- [PROVIDED MATERIAL]:
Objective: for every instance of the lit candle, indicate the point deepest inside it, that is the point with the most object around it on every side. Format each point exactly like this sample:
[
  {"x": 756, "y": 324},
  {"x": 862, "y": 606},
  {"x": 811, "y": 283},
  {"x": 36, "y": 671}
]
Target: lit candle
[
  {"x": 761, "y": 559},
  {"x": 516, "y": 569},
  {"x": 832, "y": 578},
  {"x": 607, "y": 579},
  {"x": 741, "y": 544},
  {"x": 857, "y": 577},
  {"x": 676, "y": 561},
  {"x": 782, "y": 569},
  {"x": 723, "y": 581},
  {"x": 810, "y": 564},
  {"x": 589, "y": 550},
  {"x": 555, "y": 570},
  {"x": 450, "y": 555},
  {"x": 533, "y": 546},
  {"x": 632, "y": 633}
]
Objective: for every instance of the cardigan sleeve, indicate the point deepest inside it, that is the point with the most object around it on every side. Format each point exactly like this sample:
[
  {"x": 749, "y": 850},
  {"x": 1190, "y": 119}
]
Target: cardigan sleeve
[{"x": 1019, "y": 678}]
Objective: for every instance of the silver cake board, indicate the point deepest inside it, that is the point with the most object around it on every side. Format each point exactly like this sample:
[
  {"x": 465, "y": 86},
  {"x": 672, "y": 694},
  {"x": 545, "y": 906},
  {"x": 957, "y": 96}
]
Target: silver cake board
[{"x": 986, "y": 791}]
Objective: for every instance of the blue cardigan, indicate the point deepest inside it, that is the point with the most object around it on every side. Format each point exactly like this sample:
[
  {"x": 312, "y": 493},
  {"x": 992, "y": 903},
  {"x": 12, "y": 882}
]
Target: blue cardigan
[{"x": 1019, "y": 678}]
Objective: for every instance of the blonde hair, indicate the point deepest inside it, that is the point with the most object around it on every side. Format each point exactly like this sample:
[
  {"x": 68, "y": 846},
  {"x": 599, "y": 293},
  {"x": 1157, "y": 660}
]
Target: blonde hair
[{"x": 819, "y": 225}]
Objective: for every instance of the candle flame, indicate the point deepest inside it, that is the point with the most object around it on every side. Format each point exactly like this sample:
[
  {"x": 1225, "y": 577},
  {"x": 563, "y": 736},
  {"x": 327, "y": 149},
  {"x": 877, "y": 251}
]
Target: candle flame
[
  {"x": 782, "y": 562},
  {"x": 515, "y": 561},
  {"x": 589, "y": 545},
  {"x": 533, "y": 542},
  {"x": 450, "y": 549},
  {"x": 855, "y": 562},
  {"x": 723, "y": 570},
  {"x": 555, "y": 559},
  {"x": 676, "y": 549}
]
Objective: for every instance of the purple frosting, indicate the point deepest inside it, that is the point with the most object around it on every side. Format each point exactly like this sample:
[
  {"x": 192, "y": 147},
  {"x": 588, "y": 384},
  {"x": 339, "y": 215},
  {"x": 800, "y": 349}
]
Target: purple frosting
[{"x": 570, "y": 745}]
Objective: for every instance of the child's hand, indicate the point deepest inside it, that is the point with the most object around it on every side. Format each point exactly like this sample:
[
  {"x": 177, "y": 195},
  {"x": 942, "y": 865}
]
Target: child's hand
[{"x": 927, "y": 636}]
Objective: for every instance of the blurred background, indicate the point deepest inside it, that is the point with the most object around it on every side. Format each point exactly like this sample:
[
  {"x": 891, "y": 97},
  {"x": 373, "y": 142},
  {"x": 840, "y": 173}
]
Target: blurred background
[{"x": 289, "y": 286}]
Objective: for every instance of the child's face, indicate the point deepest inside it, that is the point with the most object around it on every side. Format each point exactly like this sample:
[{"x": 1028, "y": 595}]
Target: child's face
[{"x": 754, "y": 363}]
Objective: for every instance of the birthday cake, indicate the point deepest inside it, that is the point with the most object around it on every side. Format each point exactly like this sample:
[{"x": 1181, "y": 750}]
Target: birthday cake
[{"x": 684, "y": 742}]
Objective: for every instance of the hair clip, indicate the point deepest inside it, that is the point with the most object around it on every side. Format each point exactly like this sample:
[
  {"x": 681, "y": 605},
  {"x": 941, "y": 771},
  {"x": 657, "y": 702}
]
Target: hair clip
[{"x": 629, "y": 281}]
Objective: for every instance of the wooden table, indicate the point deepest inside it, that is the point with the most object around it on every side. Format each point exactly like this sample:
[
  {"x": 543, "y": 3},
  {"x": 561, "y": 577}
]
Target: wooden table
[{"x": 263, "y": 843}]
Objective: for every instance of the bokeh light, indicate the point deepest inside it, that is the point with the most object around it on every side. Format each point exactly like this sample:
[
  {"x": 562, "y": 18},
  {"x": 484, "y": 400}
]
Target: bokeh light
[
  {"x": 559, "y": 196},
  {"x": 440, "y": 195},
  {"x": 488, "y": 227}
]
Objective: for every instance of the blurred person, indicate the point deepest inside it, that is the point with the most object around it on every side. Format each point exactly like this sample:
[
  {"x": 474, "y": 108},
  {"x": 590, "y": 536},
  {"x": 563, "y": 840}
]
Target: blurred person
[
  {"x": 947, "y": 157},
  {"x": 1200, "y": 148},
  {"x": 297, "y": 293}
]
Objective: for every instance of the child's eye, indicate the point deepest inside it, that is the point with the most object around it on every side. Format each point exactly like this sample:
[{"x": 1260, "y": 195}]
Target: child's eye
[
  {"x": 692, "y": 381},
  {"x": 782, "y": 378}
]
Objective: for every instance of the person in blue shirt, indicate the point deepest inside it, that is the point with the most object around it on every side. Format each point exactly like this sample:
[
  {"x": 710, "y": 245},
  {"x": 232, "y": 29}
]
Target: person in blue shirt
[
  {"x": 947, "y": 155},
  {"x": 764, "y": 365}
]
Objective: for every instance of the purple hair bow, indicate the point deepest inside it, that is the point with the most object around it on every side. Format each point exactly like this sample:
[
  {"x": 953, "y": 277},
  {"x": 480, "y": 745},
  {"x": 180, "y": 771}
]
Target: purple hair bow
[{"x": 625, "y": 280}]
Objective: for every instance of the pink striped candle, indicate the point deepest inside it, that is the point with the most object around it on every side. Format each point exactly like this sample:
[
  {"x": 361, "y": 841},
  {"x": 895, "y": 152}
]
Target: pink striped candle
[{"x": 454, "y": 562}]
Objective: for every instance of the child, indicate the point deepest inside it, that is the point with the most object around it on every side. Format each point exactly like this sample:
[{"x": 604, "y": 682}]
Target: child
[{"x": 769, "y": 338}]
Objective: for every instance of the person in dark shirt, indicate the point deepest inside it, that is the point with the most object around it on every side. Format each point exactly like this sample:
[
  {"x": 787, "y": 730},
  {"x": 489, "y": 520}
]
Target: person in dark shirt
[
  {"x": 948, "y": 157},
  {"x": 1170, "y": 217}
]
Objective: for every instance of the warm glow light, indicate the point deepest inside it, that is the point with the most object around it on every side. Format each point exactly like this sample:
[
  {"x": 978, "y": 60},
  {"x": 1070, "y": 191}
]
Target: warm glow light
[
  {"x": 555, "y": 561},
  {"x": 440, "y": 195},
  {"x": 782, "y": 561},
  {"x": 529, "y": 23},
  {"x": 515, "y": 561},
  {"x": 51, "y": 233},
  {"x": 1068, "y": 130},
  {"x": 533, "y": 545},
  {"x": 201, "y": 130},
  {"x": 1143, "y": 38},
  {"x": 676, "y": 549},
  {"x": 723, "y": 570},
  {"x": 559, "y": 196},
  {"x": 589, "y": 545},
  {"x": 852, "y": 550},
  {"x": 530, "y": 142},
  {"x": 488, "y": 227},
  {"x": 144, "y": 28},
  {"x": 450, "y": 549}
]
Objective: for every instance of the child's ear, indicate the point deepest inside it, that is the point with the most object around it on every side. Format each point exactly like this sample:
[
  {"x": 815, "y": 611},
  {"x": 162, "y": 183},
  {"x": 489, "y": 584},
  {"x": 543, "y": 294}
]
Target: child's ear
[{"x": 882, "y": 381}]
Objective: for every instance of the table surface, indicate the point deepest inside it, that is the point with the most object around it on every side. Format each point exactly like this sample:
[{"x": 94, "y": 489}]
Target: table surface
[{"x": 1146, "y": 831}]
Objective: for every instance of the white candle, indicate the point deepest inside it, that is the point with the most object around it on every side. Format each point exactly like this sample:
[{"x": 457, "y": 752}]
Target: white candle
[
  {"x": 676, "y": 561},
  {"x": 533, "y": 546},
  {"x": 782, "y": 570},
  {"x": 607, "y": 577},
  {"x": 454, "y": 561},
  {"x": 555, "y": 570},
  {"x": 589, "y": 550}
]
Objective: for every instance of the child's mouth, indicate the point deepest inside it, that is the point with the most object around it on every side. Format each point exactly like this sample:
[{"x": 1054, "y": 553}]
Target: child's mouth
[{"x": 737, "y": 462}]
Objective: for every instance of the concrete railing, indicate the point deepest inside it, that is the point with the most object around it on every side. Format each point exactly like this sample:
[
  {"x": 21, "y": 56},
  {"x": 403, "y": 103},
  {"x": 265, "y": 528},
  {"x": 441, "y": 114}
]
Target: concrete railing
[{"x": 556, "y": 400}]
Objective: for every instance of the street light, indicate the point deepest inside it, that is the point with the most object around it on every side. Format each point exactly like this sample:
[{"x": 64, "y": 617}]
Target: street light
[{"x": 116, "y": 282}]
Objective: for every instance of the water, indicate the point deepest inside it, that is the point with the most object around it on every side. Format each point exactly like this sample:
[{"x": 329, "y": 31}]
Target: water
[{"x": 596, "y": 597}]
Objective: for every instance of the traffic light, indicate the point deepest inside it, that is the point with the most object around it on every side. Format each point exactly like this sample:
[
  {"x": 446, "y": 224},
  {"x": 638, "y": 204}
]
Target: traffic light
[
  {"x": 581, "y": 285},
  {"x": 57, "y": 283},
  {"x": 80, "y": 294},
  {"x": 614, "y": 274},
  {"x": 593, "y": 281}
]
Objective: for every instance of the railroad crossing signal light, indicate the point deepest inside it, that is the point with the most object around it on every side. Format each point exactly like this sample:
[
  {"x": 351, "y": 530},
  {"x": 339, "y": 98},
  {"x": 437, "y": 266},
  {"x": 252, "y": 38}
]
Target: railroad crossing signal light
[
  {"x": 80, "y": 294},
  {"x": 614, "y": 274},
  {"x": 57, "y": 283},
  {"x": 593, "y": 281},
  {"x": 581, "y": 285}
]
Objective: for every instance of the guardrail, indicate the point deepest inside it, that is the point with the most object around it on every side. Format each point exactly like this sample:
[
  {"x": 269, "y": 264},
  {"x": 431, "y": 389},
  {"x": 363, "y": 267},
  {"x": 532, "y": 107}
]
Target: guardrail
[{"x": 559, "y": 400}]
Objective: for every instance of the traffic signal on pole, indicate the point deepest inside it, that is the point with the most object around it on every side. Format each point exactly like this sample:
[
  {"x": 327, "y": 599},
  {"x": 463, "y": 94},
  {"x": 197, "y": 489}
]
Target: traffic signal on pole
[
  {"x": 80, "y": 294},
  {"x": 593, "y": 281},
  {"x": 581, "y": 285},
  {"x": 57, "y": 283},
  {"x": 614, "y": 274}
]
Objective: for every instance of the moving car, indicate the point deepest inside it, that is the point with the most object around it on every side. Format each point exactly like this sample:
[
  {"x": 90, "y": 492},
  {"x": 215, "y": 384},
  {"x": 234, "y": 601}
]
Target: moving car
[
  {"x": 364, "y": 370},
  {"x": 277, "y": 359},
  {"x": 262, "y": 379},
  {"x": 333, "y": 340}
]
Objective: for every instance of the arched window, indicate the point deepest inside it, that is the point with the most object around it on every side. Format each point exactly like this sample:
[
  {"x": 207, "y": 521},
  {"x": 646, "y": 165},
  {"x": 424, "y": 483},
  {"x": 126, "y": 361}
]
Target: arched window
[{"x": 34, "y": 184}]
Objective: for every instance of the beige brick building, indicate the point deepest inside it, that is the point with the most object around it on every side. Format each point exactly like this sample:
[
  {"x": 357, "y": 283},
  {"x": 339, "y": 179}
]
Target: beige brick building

- [AIM OF THE TASK]: Return, word for word, every line from the line with "Objective: for every instance of the arched" to the final line of the data.

- [WRITTEN ANSWER]:
Objective: for every instance of the arched window, indicate the point deepest inside it, that is the point with the most object around it on every side. Format each point exactly like this sample:
[
  {"x": 207, "y": 521},
  {"x": 646, "y": 165},
  {"x": 424, "y": 483},
  {"x": 126, "y": 361}
]
Target: arched window
[{"x": 34, "y": 184}]
Objective: for every instance of the beige brick building, indicate the point deepest inside it, that is the point with the most object around it on every side. Format each point exactly like this sample:
[
  {"x": 357, "y": 283},
  {"x": 339, "y": 179}
]
Target: beige brick building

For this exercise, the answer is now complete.